Direction 1 — Extract verbatim the lines of the records from the line with "of the distant" up to and including the final line of the records.

Excerpted passage —
However, relying only on individual information sources to determine the safety of a landing site may lead to UAV accidents. In recent years, novel approaches [24] have emerged that integrate two types of information to promote precise landing site selection. These methods typically involve frame-by-frame recognition of input images or point cloud data, which make them unsuitable for real-time execution on computationally constrained UAVs or for selecting landing sites over expansive geographical areas. The UAV landing framework proposed herein integrates 3D mapping to identify suitable landing sites within its range and combines these data with semantic information from images to pinpoint the optimal landing site.

Direction 2 — Please copy the whole passage on UAV landing site selection above word for word.

Recorded information —
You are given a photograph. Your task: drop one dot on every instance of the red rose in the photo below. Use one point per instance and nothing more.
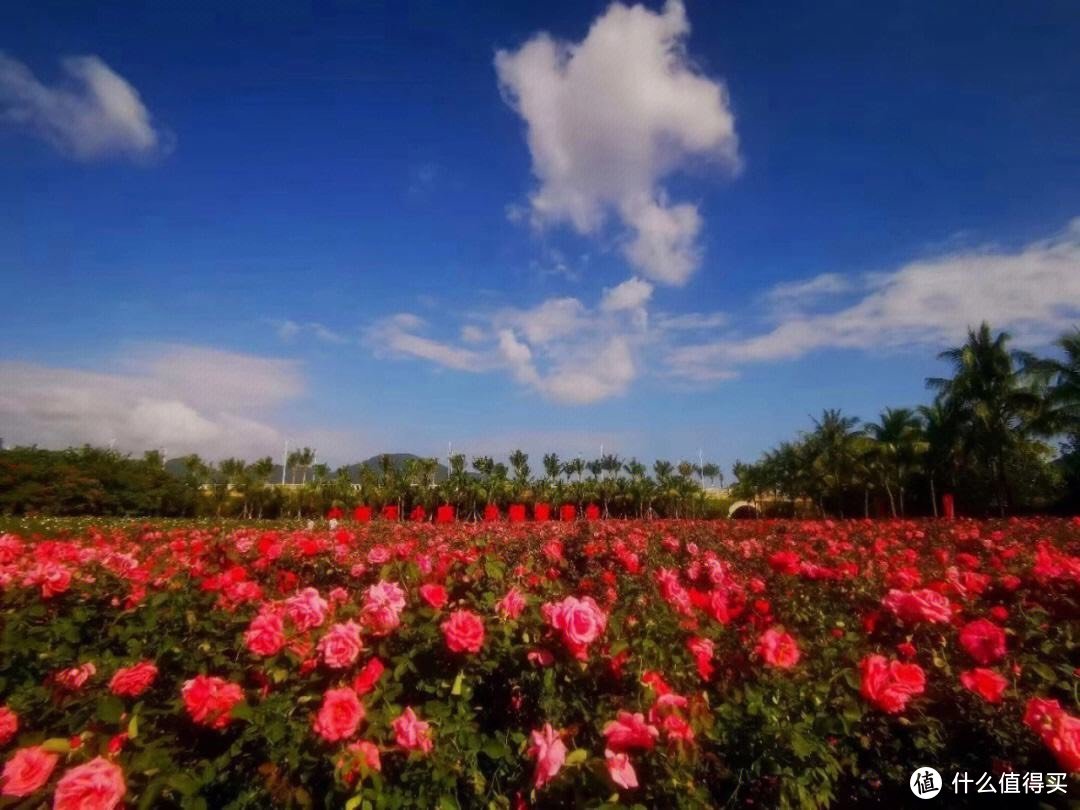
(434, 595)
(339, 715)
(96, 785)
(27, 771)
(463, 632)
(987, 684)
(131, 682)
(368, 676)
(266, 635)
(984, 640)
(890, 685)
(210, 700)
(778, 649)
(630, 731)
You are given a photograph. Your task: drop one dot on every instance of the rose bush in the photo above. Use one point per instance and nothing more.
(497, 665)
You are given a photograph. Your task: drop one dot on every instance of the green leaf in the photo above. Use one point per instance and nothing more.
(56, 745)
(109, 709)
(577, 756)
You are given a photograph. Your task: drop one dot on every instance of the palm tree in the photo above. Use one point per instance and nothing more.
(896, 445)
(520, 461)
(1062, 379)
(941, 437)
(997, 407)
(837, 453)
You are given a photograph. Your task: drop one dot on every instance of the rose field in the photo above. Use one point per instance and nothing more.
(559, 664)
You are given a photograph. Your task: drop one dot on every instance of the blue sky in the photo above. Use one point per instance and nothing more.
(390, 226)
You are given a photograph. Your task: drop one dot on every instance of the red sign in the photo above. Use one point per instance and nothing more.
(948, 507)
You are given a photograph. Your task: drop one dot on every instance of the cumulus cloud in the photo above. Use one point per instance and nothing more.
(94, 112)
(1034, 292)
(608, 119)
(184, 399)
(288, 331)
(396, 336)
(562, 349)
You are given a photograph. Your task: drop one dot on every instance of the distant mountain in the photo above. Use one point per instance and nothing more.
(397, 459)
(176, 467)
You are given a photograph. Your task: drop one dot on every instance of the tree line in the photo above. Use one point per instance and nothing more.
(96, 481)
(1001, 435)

Full output 1 —
You are given a photograph. Your task: drop one dot on every instance of the distant mountain in the photo above. Use one point per instance and nothing more.
(397, 459)
(176, 467)
You are given a photograph. Your task: drop one dot on every instance of the tree line in the photo above. Use one point per instance and nothing more.
(96, 481)
(1001, 435)

Full output 2 —
However, relying only on individual information sources to determine the safety of a landing site may lead to UAV accidents. In recent years, novel approaches [24] have emerged that integrate two types of information to promote precise landing site selection. These methods typically involve frame-by-frame recognition of input images or point cloud data, which make them unsuitable for real-time execution on computationally constrained UAVs or for selecting landing sites over expansive geographical areas. The UAV landing framework proposed herein integrates 3D mapping to identify suitable landing sites within its range and combines these data with semantic information from images to pinpoint the optimal landing site.